▸ **Exercise material**:
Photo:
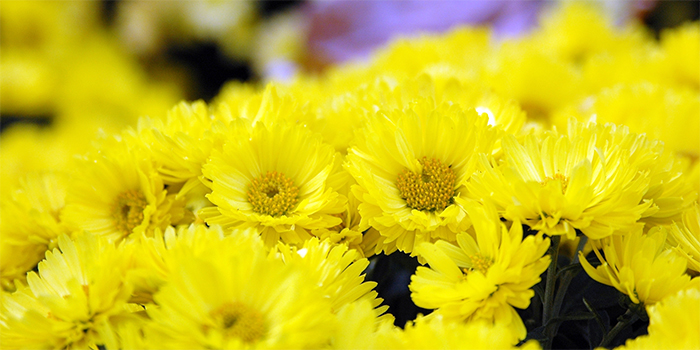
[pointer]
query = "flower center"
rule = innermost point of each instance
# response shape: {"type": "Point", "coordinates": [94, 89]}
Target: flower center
{"type": "Point", "coordinates": [431, 190]}
{"type": "Point", "coordinates": [557, 177]}
{"type": "Point", "coordinates": [272, 194]}
{"type": "Point", "coordinates": [239, 321]}
{"type": "Point", "coordinates": [127, 210]}
{"type": "Point", "coordinates": [479, 263]}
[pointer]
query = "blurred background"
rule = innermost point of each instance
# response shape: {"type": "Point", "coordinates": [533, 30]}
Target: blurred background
{"type": "Point", "coordinates": [117, 60]}
{"type": "Point", "coordinates": [74, 70]}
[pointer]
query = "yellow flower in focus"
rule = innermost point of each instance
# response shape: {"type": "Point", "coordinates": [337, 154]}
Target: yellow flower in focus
{"type": "Point", "coordinates": [436, 332]}
{"type": "Point", "coordinates": [485, 275]}
{"type": "Point", "coordinates": [234, 296]}
{"type": "Point", "coordinates": [639, 265]}
{"type": "Point", "coordinates": [30, 223]}
{"type": "Point", "coordinates": [117, 192]}
{"type": "Point", "coordinates": [273, 178]}
{"type": "Point", "coordinates": [410, 166]}
{"type": "Point", "coordinates": [685, 237]}
{"type": "Point", "coordinates": [560, 184]}
{"type": "Point", "coordinates": [336, 270]}
{"type": "Point", "coordinates": [78, 291]}
{"type": "Point", "coordinates": [673, 323]}
{"type": "Point", "coordinates": [155, 257]}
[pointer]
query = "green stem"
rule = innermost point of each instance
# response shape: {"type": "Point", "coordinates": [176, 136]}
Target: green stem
{"type": "Point", "coordinates": [548, 306]}
{"type": "Point", "coordinates": [623, 321]}
{"type": "Point", "coordinates": [565, 280]}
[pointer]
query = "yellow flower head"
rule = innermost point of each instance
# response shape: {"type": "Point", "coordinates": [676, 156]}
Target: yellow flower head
{"type": "Point", "coordinates": [335, 269]}
{"type": "Point", "coordinates": [685, 237]}
{"type": "Point", "coordinates": [639, 265]}
{"type": "Point", "coordinates": [437, 332]}
{"type": "Point", "coordinates": [661, 112]}
{"type": "Point", "coordinates": [79, 290]}
{"type": "Point", "coordinates": [274, 178]}
{"type": "Point", "coordinates": [410, 165]}
{"type": "Point", "coordinates": [562, 183]}
{"type": "Point", "coordinates": [117, 192]}
{"type": "Point", "coordinates": [673, 323]}
{"type": "Point", "coordinates": [30, 223]}
{"type": "Point", "coordinates": [485, 275]}
{"type": "Point", "coordinates": [234, 296]}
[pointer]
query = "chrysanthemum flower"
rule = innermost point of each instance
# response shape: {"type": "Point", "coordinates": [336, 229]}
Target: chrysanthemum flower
{"type": "Point", "coordinates": [30, 224]}
{"type": "Point", "coordinates": [485, 275]}
{"type": "Point", "coordinates": [348, 232]}
{"type": "Point", "coordinates": [436, 332]}
{"type": "Point", "coordinates": [117, 192]}
{"type": "Point", "coordinates": [234, 296]}
{"type": "Point", "coordinates": [685, 237]}
{"type": "Point", "coordinates": [273, 178]}
{"type": "Point", "coordinates": [77, 293]}
{"type": "Point", "coordinates": [639, 265]}
{"type": "Point", "coordinates": [561, 183]}
{"type": "Point", "coordinates": [410, 166]}
{"type": "Point", "coordinates": [336, 270]}
{"type": "Point", "coordinates": [673, 323]}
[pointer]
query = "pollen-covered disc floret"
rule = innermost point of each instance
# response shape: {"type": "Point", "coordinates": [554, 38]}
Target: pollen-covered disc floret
{"type": "Point", "coordinates": [236, 319]}
{"type": "Point", "coordinates": [430, 190]}
{"type": "Point", "coordinates": [411, 165]}
{"type": "Point", "coordinates": [272, 194]}
{"type": "Point", "coordinates": [127, 210]}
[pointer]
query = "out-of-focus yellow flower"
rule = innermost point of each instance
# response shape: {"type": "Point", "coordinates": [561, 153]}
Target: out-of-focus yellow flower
{"type": "Point", "coordinates": [117, 192]}
{"type": "Point", "coordinates": [79, 290]}
{"type": "Point", "coordinates": [436, 332]}
{"type": "Point", "coordinates": [30, 223]}
{"type": "Point", "coordinates": [485, 275]}
{"type": "Point", "coordinates": [575, 31]}
{"type": "Point", "coordinates": [639, 265]}
{"type": "Point", "coordinates": [673, 323]}
{"type": "Point", "coordinates": [410, 165]}
{"type": "Point", "coordinates": [539, 81]}
{"type": "Point", "coordinates": [234, 296]}
{"type": "Point", "coordinates": [560, 184]}
{"type": "Point", "coordinates": [664, 113]}
{"type": "Point", "coordinates": [685, 237]}
{"type": "Point", "coordinates": [274, 178]}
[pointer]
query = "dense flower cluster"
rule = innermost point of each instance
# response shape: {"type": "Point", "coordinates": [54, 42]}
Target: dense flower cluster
{"type": "Point", "coordinates": [249, 221]}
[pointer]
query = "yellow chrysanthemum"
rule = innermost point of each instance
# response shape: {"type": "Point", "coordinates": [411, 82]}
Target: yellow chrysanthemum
{"type": "Point", "coordinates": [665, 113]}
{"type": "Point", "coordinates": [436, 332]}
{"type": "Point", "coordinates": [639, 265]}
{"type": "Point", "coordinates": [538, 80]}
{"type": "Point", "coordinates": [685, 237]}
{"type": "Point", "coordinates": [577, 30]}
{"type": "Point", "coordinates": [336, 270]}
{"type": "Point", "coordinates": [117, 192]}
{"type": "Point", "coordinates": [30, 224]}
{"type": "Point", "coordinates": [673, 323]}
{"type": "Point", "coordinates": [77, 293]}
{"type": "Point", "coordinates": [234, 296]}
{"type": "Point", "coordinates": [485, 275]}
{"type": "Point", "coordinates": [410, 166]}
{"type": "Point", "coordinates": [274, 178]}
{"type": "Point", "coordinates": [561, 184]}
{"type": "Point", "coordinates": [155, 257]}
{"type": "Point", "coordinates": [348, 231]}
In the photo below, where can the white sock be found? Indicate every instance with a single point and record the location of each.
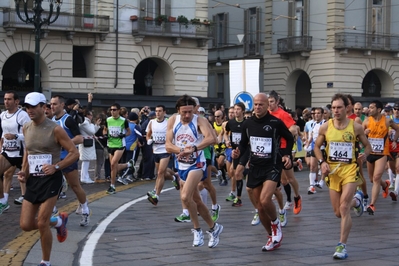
(185, 211)
(391, 175)
(204, 196)
(312, 178)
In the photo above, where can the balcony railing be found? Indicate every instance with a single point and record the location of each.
(171, 29)
(65, 22)
(366, 41)
(294, 44)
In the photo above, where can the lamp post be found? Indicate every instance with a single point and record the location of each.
(37, 21)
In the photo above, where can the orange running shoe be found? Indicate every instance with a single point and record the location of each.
(62, 231)
(298, 205)
(385, 191)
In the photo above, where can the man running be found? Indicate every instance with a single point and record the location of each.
(340, 167)
(41, 170)
(261, 136)
(376, 128)
(182, 139)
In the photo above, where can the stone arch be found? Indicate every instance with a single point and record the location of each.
(163, 82)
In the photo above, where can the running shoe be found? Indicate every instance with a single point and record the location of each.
(19, 200)
(297, 204)
(371, 209)
(393, 195)
(122, 180)
(300, 165)
(269, 244)
(237, 202)
(182, 218)
(283, 218)
(85, 220)
(359, 199)
(365, 204)
(153, 199)
(223, 183)
(385, 191)
(231, 197)
(198, 238)
(62, 231)
(4, 207)
(111, 190)
(79, 210)
(311, 190)
(288, 205)
(214, 235)
(176, 182)
(215, 213)
(277, 234)
(255, 220)
(340, 252)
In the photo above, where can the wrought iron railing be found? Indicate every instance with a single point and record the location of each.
(65, 22)
(171, 29)
(366, 41)
(294, 44)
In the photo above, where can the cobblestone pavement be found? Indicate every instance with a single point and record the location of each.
(126, 229)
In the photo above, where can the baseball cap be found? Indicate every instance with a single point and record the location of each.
(133, 116)
(34, 98)
(388, 108)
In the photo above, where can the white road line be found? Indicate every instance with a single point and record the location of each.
(91, 243)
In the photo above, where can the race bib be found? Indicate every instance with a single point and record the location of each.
(11, 145)
(340, 152)
(114, 131)
(261, 147)
(159, 138)
(377, 145)
(36, 163)
(236, 137)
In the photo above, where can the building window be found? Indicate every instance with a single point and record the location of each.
(252, 31)
(221, 30)
(220, 85)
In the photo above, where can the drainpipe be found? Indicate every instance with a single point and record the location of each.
(116, 44)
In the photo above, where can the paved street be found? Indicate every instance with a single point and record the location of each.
(126, 229)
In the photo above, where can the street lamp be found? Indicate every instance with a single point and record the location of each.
(37, 21)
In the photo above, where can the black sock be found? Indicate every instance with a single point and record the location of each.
(287, 189)
(240, 184)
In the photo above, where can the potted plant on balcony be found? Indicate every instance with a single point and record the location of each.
(183, 20)
(161, 18)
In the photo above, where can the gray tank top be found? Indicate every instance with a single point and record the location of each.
(40, 139)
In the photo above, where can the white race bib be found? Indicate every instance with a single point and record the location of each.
(114, 131)
(236, 137)
(260, 146)
(377, 145)
(36, 163)
(340, 152)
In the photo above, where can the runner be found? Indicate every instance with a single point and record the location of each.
(262, 133)
(183, 140)
(41, 171)
(340, 167)
(376, 128)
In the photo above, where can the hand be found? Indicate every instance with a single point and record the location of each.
(235, 153)
(21, 177)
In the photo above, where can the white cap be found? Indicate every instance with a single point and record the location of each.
(34, 98)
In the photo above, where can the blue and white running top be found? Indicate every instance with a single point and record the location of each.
(188, 135)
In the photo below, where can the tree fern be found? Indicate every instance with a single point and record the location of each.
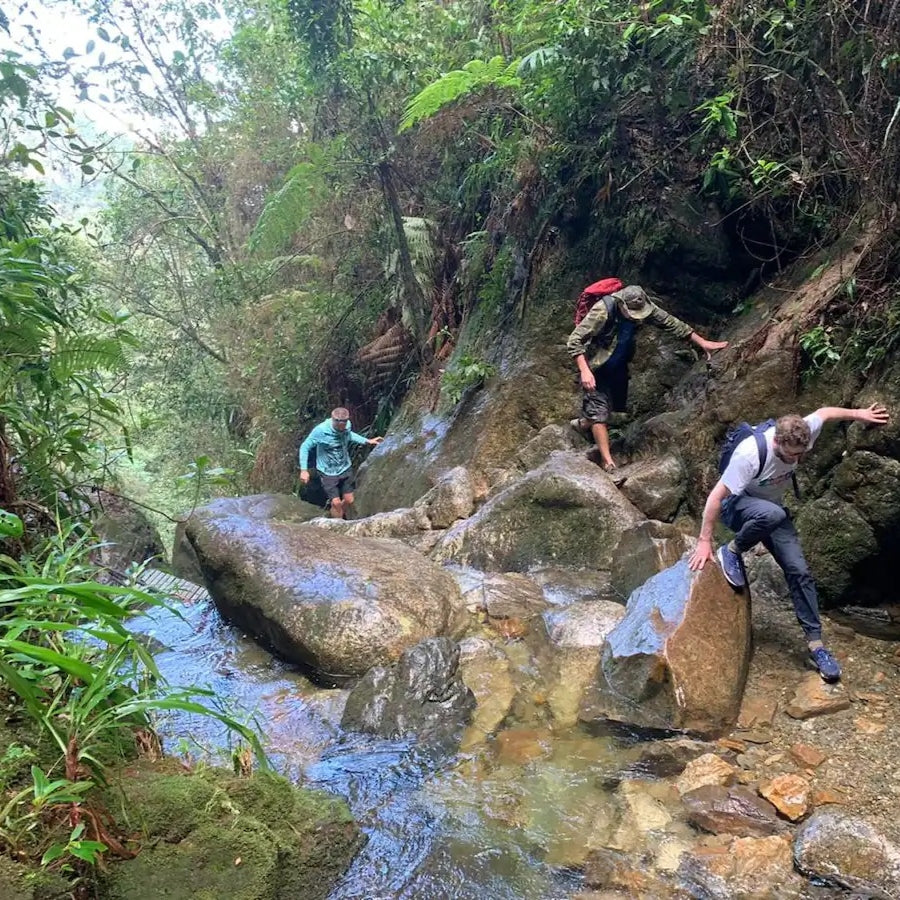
(80, 353)
(288, 209)
(453, 85)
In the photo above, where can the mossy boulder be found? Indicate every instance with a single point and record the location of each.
(837, 541)
(567, 512)
(256, 507)
(335, 604)
(208, 835)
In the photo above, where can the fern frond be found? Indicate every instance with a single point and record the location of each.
(419, 236)
(453, 85)
(288, 209)
(80, 353)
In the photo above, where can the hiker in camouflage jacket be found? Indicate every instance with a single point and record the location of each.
(603, 344)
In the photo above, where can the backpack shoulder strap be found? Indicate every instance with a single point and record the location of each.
(763, 450)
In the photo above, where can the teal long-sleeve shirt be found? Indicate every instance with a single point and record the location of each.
(332, 448)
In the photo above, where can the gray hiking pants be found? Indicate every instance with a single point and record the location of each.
(754, 520)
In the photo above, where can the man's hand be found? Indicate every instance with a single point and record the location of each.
(700, 555)
(708, 347)
(875, 414)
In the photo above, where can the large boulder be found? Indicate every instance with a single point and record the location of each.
(423, 696)
(567, 512)
(644, 551)
(679, 658)
(850, 852)
(452, 498)
(656, 486)
(396, 523)
(258, 507)
(334, 604)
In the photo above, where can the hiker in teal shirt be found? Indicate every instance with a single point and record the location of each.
(332, 439)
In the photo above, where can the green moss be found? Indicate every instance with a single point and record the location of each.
(161, 804)
(18, 882)
(216, 835)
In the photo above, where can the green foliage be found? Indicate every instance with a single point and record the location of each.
(290, 208)
(474, 75)
(466, 373)
(67, 655)
(819, 346)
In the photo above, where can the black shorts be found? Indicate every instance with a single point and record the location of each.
(338, 486)
(610, 395)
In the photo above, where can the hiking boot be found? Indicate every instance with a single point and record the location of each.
(732, 566)
(829, 668)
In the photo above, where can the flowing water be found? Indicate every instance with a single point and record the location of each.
(509, 823)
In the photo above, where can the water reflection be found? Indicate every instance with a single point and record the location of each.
(499, 823)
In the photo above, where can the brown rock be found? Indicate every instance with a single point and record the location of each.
(826, 796)
(848, 851)
(807, 756)
(706, 769)
(814, 697)
(679, 658)
(511, 629)
(731, 810)
(757, 712)
(867, 726)
(518, 746)
(789, 794)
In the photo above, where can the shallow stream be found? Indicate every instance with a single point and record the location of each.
(507, 819)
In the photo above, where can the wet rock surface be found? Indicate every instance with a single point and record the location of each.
(337, 605)
(567, 512)
(850, 852)
(679, 658)
(423, 696)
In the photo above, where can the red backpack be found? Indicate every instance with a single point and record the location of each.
(592, 293)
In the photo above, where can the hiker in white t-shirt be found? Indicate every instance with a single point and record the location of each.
(749, 500)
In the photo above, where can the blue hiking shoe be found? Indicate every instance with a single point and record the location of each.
(829, 668)
(732, 567)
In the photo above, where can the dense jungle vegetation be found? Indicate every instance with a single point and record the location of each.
(321, 201)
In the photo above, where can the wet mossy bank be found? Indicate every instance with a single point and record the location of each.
(207, 834)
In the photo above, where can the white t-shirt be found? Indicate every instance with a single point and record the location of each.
(740, 474)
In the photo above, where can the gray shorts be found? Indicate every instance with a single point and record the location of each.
(610, 395)
(338, 486)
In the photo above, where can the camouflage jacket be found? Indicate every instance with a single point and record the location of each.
(596, 337)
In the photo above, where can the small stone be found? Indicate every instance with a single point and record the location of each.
(757, 712)
(867, 726)
(706, 769)
(754, 737)
(871, 697)
(512, 629)
(807, 755)
(521, 745)
(825, 796)
(789, 794)
(814, 697)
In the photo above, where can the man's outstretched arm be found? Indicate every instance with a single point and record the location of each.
(875, 414)
(710, 514)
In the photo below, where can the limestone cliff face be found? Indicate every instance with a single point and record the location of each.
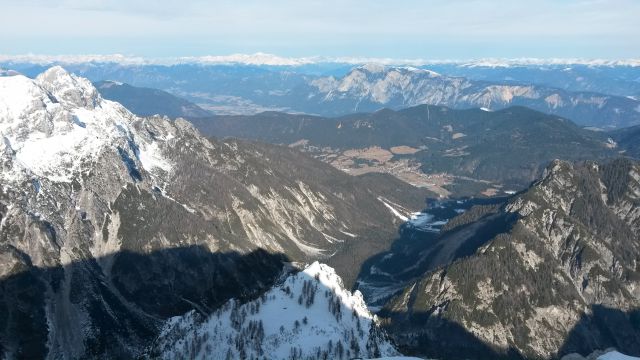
(564, 277)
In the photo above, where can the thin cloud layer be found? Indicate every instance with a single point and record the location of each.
(410, 28)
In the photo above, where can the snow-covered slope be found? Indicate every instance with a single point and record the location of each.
(111, 223)
(308, 316)
(371, 87)
(57, 126)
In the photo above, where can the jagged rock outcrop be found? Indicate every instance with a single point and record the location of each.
(308, 315)
(112, 223)
(562, 278)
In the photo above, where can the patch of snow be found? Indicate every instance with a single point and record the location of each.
(309, 312)
(393, 210)
(614, 355)
(57, 125)
(151, 158)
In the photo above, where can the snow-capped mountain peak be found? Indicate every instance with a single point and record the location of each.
(56, 125)
(308, 316)
(69, 89)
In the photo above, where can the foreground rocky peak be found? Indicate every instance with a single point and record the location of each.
(559, 275)
(308, 315)
(111, 223)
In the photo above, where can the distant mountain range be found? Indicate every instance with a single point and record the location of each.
(371, 87)
(509, 147)
(148, 102)
(111, 224)
(141, 237)
(591, 93)
(549, 272)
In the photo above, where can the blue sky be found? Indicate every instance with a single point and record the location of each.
(429, 29)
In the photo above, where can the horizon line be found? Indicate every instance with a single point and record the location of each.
(266, 59)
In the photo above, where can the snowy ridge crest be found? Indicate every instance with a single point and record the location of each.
(57, 125)
(308, 316)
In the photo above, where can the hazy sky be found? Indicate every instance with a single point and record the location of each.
(430, 29)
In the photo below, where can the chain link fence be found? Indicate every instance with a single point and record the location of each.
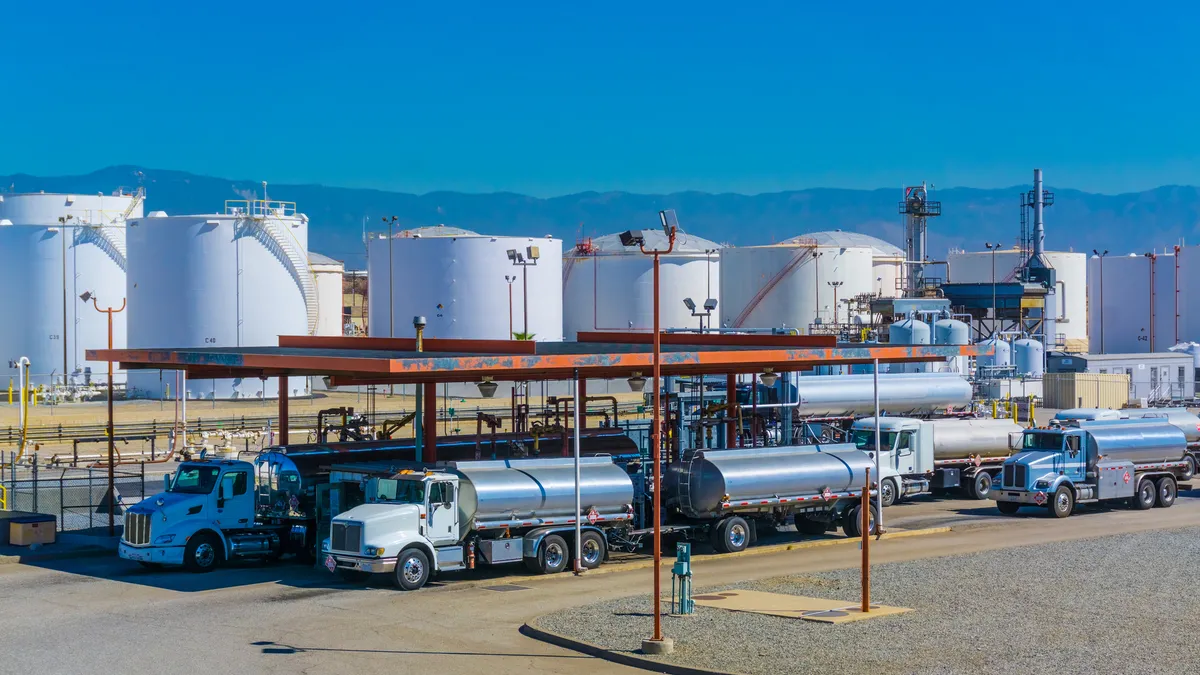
(78, 497)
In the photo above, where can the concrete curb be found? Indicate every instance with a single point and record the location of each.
(623, 658)
(612, 568)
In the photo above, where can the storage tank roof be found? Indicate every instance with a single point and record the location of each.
(655, 238)
(849, 239)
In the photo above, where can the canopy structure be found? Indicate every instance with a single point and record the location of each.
(597, 356)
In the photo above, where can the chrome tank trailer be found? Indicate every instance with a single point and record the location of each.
(846, 395)
(961, 438)
(1137, 441)
(714, 477)
(508, 490)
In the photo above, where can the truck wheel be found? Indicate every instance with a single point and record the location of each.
(1063, 502)
(1167, 491)
(552, 555)
(412, 569)
(593, 548)
(888, 493)
(981, 487)
(735, 535)
(852, 523)
(1145, 496)
(805, 525)
(204, 553)
(1008, 508)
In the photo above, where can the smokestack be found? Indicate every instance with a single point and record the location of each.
(1039, 233)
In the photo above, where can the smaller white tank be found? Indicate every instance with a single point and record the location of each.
(1027, 356)
(1001, 354)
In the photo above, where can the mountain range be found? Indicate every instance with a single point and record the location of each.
(1123, 223)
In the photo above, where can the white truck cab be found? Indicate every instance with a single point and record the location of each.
(409, 527)
(191, 521)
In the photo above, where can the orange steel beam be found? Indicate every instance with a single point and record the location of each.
(709, 339)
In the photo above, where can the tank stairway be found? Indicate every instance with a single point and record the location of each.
(271, 233)
(798, 258)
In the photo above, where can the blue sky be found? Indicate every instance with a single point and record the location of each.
(555, 97)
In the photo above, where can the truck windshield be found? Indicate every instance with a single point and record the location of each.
(403, 491)
(864, 438)
(195, 479)
(1043, 442)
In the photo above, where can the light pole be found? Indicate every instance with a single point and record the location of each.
(523, 260)
(510, 280)
(112, 441)
(995, 316)
(635, 238)
(835, 285)
(1099, 255)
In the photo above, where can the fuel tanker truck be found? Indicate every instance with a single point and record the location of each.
(466, 514)
(935, 455)
(1131, 460)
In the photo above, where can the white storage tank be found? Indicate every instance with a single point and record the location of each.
(1029, 357)
(328, 275)
(235, 279)
(461, 282)
(1071, 287)
(49, 263)
(789, 285)
(607, 286)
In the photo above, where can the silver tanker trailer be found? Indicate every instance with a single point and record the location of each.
(461, 515)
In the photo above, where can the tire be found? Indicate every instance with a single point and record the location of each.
(981, 487)
(888, 493)
(594, 549)
(1062, 502)
(204, 553)
(1008, 508)
(1167, 493)
(1145, 496)
(735, 535)
(852, 523)
(412, 569)
(553, 555)
(808, 526)
(353, 575)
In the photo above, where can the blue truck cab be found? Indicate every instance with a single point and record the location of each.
(1092, 461)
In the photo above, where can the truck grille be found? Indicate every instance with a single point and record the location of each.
(347, 537)
(137, 527)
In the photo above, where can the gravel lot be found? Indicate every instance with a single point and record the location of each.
(1113, 604)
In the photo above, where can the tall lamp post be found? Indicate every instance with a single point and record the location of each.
(523, 260)
(995, 315)
(1099, 255)
(112, 441)
(657, 644)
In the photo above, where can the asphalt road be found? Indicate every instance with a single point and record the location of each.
(107, 615)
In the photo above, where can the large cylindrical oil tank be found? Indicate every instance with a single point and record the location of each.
(960, 438)
(466, 285)
(1185, 419)
(53, 249)
(510, 490)
(1029, 357)
(843, 395)
(328, 275)
(757, 473)
(792, 285)
(235, 279)
(1137, 441)
(607, 286)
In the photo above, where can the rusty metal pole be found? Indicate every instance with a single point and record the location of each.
(867, 541)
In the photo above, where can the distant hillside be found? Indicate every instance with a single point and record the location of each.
(1132, 222)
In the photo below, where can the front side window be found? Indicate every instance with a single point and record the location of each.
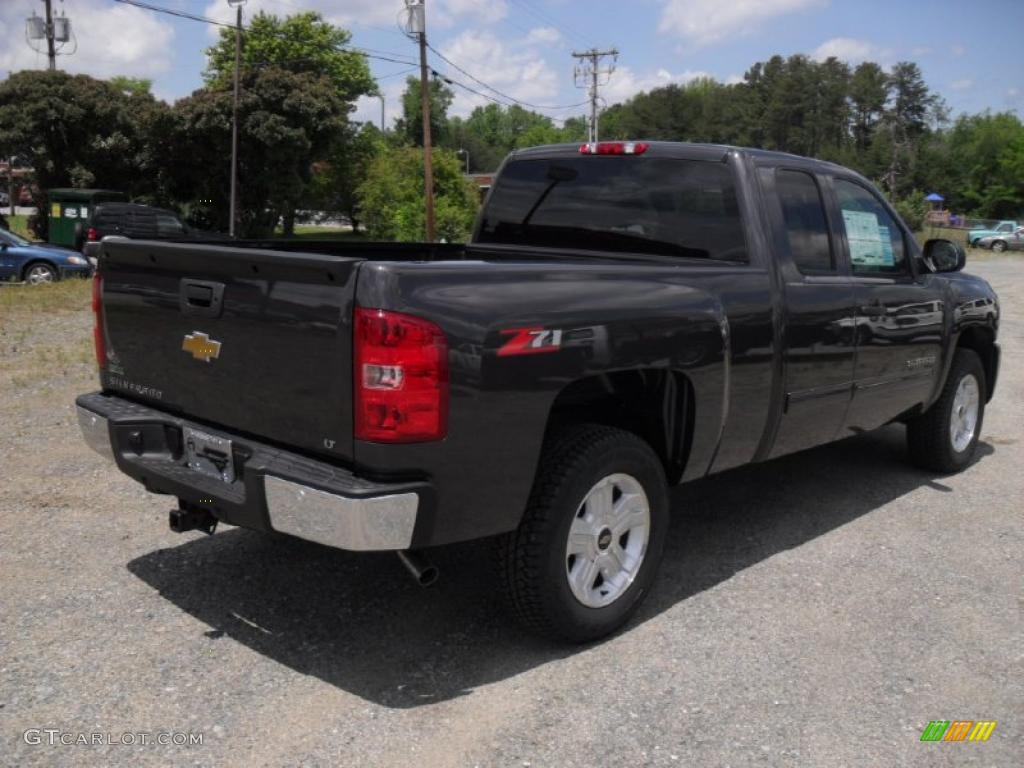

▸ **Directions for this task**:
In how many lines of the material does the string "query" appear? Reply with the number only.

▸ **Response**:
10